**Assigned task:** Condense the paragraph of the GRB 130327A report that begins "The XRT began observing" into a short bulleted list that keeps its main facts.

**Document text:**

────

At 01:47:34 UT, the Swift Burst Alert Telescope (BAT) triggered and
located GRB 130327A (trigger=552063).  Swift slewed immediately to the burst. 
The BAT on-board calculated location is 
RA, Dec 91.992, +55.730 which is 
   RA(J2000)  =  06h 07m 58s
   Dec(J2000) = +55d 43' 49"
with an uncertainty of 3 arcmin (radius, 90% containment, including 
systematic uncertainty).  The BAT light curve shows a weak single peak
with a duration of about 10 sec.  The peak count rate
was ~900 counts/sec (15-350 keV), at ~0 sec after the trigger. 

The XRT began observing the field at 01:49:55.0 UT, 141.0 seconds after
the BAT trigger. Using promptly downlinked data we find an uncatalogued
X-ray source with an enhanced position: RA, Dec 92.0387, 55.7143 which
is equivalent to:
   RA(J2000)  = 06h 08m 09.29s
   Dec(J2000) = +55d 42' 51.5"
with an uncertainty of 2.7 arcseconds (radius, 90% containment). This
location is 110 arcseconds from the BAT onboard position, within the
BAT error circle. This position may be improved as more data are
received; the latest position is available at
http://www.swift.ac.uk/sper.  We cannot determine whether the source is
fading at the present time. 

A power-law fit to a spectrum formed from promptly downlinked event
data gives a column density consistent with the Galactic value of 1.31
x 10^21 cm^-2 (Kalberla et al. 2005).

────

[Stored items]
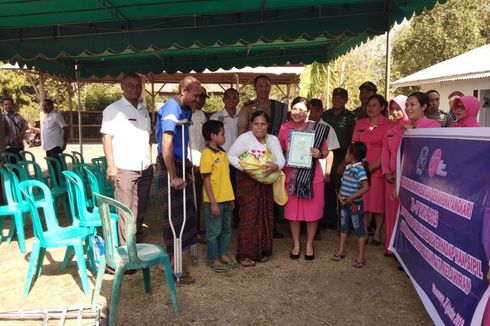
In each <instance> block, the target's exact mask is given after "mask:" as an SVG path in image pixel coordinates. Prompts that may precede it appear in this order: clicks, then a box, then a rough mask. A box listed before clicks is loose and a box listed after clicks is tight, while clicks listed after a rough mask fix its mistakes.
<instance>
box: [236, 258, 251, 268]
mask: <svg viewBox="0 0 490 326" xmlns="http://www.w3.org/2000/svg"><path fill="white" fill-rule="evenodd" d="M238 263H239V264H240V265H241V266H242V267H254V266H255V262H254V261H253V260H252V259H250V258H245V259H242V260H240V261H239V262H238Z"/></svg>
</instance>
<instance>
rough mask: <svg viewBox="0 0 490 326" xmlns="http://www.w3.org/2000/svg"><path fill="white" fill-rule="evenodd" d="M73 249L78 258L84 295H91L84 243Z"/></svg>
mask: <svg viewBox="0 0 490 326" xmlns="http://www.w3.org/2000/svg"><path fill="white" fill-rule="evenodd" d="M73 247H74V248H73V249H75V255H76V256H77V264H78V274H79V275H80V279H81V281H82V287H83V293H84V294H85V295H89V293H90V291H89V286H88V275H87V264H86V263H85V252H84V251H83V243H82V242H80V243H79V244H78V245H75V246H73Z"/></svg>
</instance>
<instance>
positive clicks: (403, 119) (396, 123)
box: [388, 95, 410, 127]
mask: <svg viewBox="0 0 490 326" xmlns="http://www.w3.org/2000/svg"><path fill="white" fill-rule="evenodd" d="M393 103H396V104H398V105H399V106H400V108H401V109H402V112H403V117H401V118H400V119H399V120H398V121H395V125H394V127H397V126H403V125H405V124H407V123H410V119H409V118H408V116H407V114H406V113H405V104H406V103H407V97H406V96H405V95H398V96H396V97H395V98H393V99H392V100H391V101H390V103H389V104H388V111H389V109H390V108H391V106H392V105H393Z"/></svg>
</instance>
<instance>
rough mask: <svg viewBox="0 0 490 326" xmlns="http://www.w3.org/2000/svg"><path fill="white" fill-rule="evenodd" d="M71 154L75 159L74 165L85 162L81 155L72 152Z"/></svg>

────

**Answer box:**
- The XRT began observing the field at 01:49:55.0 UT, 141.0 seconds after the BAT trigger.
- Promptly downlinked data show an uncatalogued X-ray source with an enhanced position of RA, Dec 92.0387, 55.7143 (RA(J2000) = 06h 08m 09.29s, Dec(J2000) = +55d 42' 51.5"). The uncertainty is 2.7 arcseconds (radius, 90% containment).
- This position is 110 arcseconds from the BAT onboard position, within the BAT error circle.
- The position may improve as more data arrive, and the latest one is at http://www.swift.ac.uk/sper.
- It cannot yet be determined whether the source is fading.